▶ **About this task**:
Retype the entries below exactly, and keep every picture out of your version.
>>>>>
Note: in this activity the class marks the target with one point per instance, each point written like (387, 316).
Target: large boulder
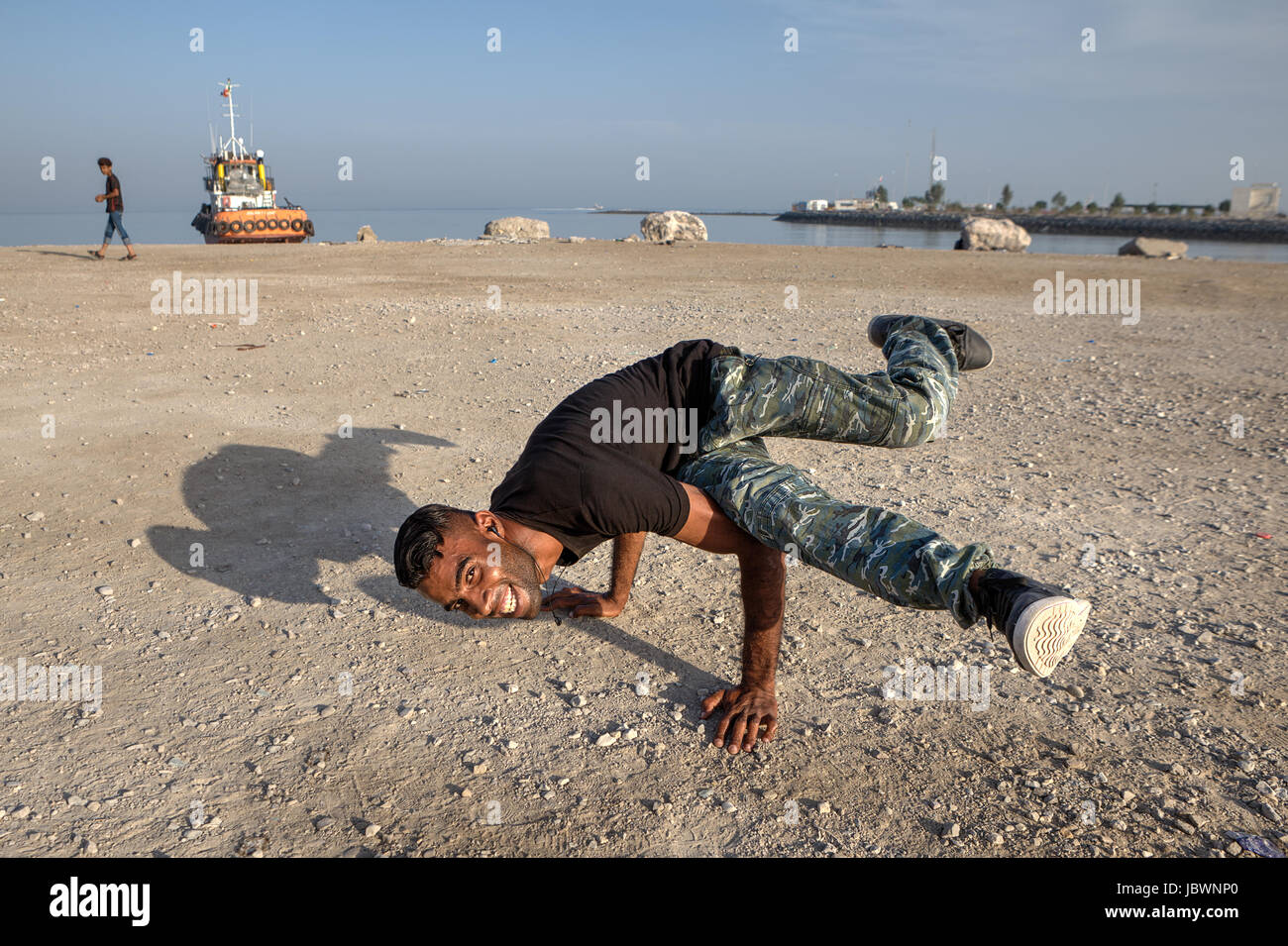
(673, 224)
(1154, 248)
(993, 233)
(518, 228)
<<<<<
▶ **Solution to this exercise**:
Note: in this activity the class marks the target with one point per instance, each point written like (387, 316).
Target: large boulder
(673, 224)
(1154, 248)
(993, 233)
(518, 228)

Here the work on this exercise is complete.